:: Excerpted data ::
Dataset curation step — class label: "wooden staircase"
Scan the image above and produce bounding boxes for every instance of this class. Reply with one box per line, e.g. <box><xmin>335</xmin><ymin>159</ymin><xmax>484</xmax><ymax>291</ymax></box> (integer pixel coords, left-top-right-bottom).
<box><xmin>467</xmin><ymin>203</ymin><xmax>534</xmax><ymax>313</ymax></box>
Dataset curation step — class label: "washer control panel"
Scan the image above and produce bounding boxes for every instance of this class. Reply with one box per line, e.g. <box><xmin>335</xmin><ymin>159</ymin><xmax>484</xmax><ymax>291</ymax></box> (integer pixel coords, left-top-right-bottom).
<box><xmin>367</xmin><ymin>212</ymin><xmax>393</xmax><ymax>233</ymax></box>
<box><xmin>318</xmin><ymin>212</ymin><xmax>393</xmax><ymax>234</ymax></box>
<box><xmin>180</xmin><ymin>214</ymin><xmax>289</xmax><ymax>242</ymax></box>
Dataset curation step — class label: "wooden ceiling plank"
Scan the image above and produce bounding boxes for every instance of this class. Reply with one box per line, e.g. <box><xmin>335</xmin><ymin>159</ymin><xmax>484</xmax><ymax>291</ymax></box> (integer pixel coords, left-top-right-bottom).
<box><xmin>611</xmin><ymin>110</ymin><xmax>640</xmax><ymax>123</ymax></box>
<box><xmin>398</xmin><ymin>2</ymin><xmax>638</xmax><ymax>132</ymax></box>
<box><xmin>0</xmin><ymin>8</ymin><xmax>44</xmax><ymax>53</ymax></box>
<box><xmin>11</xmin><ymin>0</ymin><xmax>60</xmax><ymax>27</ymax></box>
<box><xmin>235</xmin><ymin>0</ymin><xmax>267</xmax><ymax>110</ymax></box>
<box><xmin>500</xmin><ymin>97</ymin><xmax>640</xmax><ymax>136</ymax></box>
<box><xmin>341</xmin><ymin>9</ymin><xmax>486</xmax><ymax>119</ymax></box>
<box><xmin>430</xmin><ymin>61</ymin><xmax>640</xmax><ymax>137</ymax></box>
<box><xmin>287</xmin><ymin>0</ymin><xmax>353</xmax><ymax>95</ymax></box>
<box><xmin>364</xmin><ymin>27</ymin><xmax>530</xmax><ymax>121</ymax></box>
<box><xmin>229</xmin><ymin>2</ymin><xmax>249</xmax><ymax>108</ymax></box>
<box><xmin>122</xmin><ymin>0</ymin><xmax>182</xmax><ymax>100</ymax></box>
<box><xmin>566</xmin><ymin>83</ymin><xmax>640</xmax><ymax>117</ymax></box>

:: Work to complete ::
Report every line of the items above that contains the word "curation", and copy each such line in full.

:: Problem solution ::
Dataset curation step — class label: "wooden staircase"
Dataset curation step — class label: "washer control panel"
Dataset curation step — class label: "wooden ceiling plank"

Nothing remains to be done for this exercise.